→ Perintah 1
Kutip tanpa mengubah apa pun bagian halaman tentang hukum pajak yang dimulai dengan "Dr. Soeparman" dan berakhir dengan "mencapai kesejahteraan umum.".

→ Halaman

==============================

Hukum
pajak juga disebut hukum fiskal adalah keseluruhan dari peraturan-peraturan
yang meliputi wewenang pemerintah untuk mengambil kekayaan seseorang dan
menyerahkannya kembali kepada masyarakat dengan melalui kas negara, sehingga ia
merupakan bagian dari hukum publik yang mengatur hubungan-hubungan hukum antara
negara dan orang-orang atau badan-badan hukum yang berkewajiban membayar pajak
(wajib pajak).
Pajak
menurut Prof. Dr. P. J. A. Adriani adalah iuran kepada negara (yang dapat
dipaksakan) yang terutang oleh wajib pajak membayarnya menurut
peraturan-peraturan, dengan tidak mendapat prestasi kembali yang langsung
ditunjuk dan yang gunannya adalah untuk membiayai pengeluaran-pengeluaran umum
yang berhubungan dengan tugas negara dalam menyelenggarakan pemerintahan. Atau
dengan kata lain pajak adalah suatu species
ke dalam genus pungutan dalam
arti luas dengan menitik beratkan pada fungsi budgeter dari pajak itu sendiri.
Defenisi pajak menurut beberapa ahli antara lain :
a. Leroy
Beaulieu (1906), pajak adalah bantuan baik secara langsung maupun tidak dapat
dipaksakan oleh kekuasaan publik dari penduduk atau dari barang untuk menutup
belanja pemerintah.
b. Deutsche Reicht Abgaben Ordnung (RAO 1919),
pajak adalah bantuan uang secara insiedntal (secara periodik) yang dipungut
oleh badan yang bersifat umum (negara) untuk memperoleh pendapatan.
c. Mr.
Dr. N. J. Feldman (1949), pajak adalah prestasi yang dipaksakan sepihak oleh
dan terutang kepada penguasa menurut norma-norma yang ditetapkan secara umum
tanpa ada kontrasepsi, dan semata-mata digunakan untuk menutup
pengeluaran-pengeluaran umum.
d.
Dr. Soeparman
Soemahamidjaja (1964), pajak adalah iuran wajib berupa uang atau barang oleh
penguasa berdasarkan norma-norma hukum, guna menutup biaya produksi
barang-barang dan jasa kolektif dalam mencapai kesejahteraan umum.
Ciri-ciri Yang Melekat Pada Pengertian Pajak
Berdasarkan defenisi-defenisi pajak diatas, maka
berikut ciri-ciri yang selalu melekat pada pajak yakni :
a. Pajak
dipungut berdasarkan/dengan kekuatan undang-undang serta aturan pelaksanaanya.
b. Dalam
pembayaran pajak tidak dapat ditunjukkan adanya kontrasepsi individual oleh
pemerintah.
c. Pajak
dipungut oleh negara baik oleh pemerintah pusat maupun daerah.
d. Pajak
diperuntukkan bagi pengeluaran-pengeluaran pemerintah, yang bila dari
pemasukannya masih terdapat surplus, dipergunakan
untuk membiayai public investment.
e. Pajak
dapat membiayai tujuan yang tidak budgeter
yakni megatur.

==============================

→ Catatan Mentah
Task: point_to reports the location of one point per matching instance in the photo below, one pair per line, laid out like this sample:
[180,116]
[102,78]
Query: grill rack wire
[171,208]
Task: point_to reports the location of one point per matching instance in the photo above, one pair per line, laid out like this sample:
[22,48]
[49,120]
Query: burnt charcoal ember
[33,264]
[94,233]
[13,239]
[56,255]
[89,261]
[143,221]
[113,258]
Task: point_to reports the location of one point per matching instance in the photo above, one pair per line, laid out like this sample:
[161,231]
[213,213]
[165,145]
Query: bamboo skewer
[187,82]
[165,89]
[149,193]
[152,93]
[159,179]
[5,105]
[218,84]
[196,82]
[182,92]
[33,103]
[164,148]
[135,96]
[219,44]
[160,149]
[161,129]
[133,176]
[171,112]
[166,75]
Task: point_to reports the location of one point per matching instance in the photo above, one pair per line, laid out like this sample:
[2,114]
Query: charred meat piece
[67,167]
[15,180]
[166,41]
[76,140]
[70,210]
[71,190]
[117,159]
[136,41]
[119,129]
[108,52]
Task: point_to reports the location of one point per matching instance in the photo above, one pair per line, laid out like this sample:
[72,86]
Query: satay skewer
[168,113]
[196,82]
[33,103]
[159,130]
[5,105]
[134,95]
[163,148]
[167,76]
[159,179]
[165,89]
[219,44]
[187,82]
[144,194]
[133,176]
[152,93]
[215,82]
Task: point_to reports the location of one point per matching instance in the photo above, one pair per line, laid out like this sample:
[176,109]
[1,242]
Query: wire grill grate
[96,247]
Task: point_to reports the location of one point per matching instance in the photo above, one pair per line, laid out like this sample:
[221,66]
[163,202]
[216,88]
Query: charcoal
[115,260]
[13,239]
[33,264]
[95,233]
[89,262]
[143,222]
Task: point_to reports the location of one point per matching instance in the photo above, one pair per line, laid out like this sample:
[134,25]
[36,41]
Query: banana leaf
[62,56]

==============================

→ Perintah 2
Hitung jumlah baris dalam catatan di atas yang memuat kata "grill", dengan membedakan huruf besar dan kecil. Jawab hanya dengan angkanya.

→ Keluaran Benar 1
Dr. Soeparman
Soemahamidjaja (1964), pajak adalah iuran wajib berupa uang atau barang oleh
penguasa berdasarkan norma-norma hukum, guna menutup biaya produksi
barang-barang dan jasa kolektif dalam mencapai kesejahteraan umum.

→ Keluaran Benar 2
2